## EJERCICIOS PROPUESTOS
(1) Reproduce el fragmento del discurso de Alejo Peyret que comienza con las palabras "Discurso póstumo de" y termina con "Urquiza en 1854.".
(2) En el discurso de Alejo Peyret, la lista de títulos de Juan María Gutiérrez cierra con una serie de oficios que siguen a su cargo en la Universidad de Chile. Enumera esos oficios.

## TEXTO DE LECTURA
'''
Entre Ríos, Argentina

Discurso póstumo de Alejo Peyret

Pronunciado el 27 de febrero de 1878, sobre la tumba de su amigo Dr. Juan María Gutiérrez, Ministro de Relaciones Exteriores de Justo José de Urquiza en 1854.

JUAN MARIA GUTIERREZ
Ingeniero 1° del Departamento Topográfico de Buenos Aires, Miembro del Instituto Histórico de Montevideo, ex-Director de la Escuela Naval do Valparaíso, Miembro do la Real Sociedad de Anticuarios del Norte, de la de Geografía de Berilo, del Instituto Histórico y Geográfico del Río de la Plata, del de las Artes Unidas (en Londres,) Miembro fundador del Colegio de Abogados en Buenos Aires y de la Comisión redactora de sus reglamentos, Miembro protector de la Sociedad Tipográfica Bonaerense, de la Asociación de Amigos de la Historia Natural del Plata; ex-Diputado, ex-Ministro de la Administración López en 1852, ex-Diputado al Congreso Constituyente reunido en Santa-Fe, en 1853; ex-Ministro de Relaciones Exteriores de la Confederación; ex-Plenipotenciario entre el Brasil y la Cerdeña; ex-Inspector del Banco-Mauá en Rosario; Rector jubilado de la Universidad de Buenos Aires; ex-Presidente de la Comisión Nacional Argentina para la Exposición Universal de Paris (1807), ex-Jefe del Departamento General de Escuelas; Miembro corresponsal de la Universidad de Chile, publicista, crítico, poeta laureado, periodista, historiador.
Miembro de la Logia San Juan de la Fe de Paraná.


Discurso

Señores: He venido aquí de un modo inesperado, a cumplir con un triste deber.
No hace un mes que este amigo me llamó para arreglar la publicación de unas cartas que me había tomado la libertad de dirigirle por la prensa, considerándolo uno de los representantes mas ilustres de las letras argentinas, y lo que vale mas, talvez y sin talvez, uno de sus caracteres mas puros, uno de sus corazones mas generosos.
Los talentos abundan, los caracteres escasean.
Quería hablar conmigo, tener una conversación oral y no escrita, como llamábamos nuestra correspondencia. ¿Quién hubiera dicho entonces que debía ser la conversación suprema?
Me quedé más de lo que pensaba para presenciar las fiestas del gran héroe de la patria argentina: a esta circunstancia feliz para vosotros, ciudadanos libres de la tierra emancipada por su espada gloriosa, debo el triste consuelo de haber podido contemplar ese nuevo rostro empalidecido por la muerte, cerrados esos ojos donde chispeaba la sonrisa de la inteligencia, cerradas también esas manos que tantas veces habían apretado las mías, que me habían escrito tantas cartas, y que ya no podrán escribirme.
Debo agradecer esta casualidad, si puede caber el agradecimiento con circunstancia tan lúgubre.
Sin duda el hombre había recorrido una larga carrera; había combatido un gran combate, ¿había conquistado el derecho al supremo descanso? Pero; quién podía sospechar un desenlace tan repentino?
Ayer risueño, ayer entusiasta, exaltado por la alegría del solemne aniversario, y hoy cadáver exánime, que vamos a devolver a la tierra, nuestra madre común.
'''
## DATOS
'''
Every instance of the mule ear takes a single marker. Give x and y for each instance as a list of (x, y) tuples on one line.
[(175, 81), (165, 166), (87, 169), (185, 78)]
'''
## SOLUCIONES
(1)
Discurso póstumo de Alejo Peyret

Pronunciado el 27 de febrero de 1878, sobre la tumba de su amigo Dr. Juan María Gutiérrez, Ministro de Relaciones Exteriores de Justo José de Urquiza en 1854.

(2) publicista, crítico, poeta laureado, periodista, historiador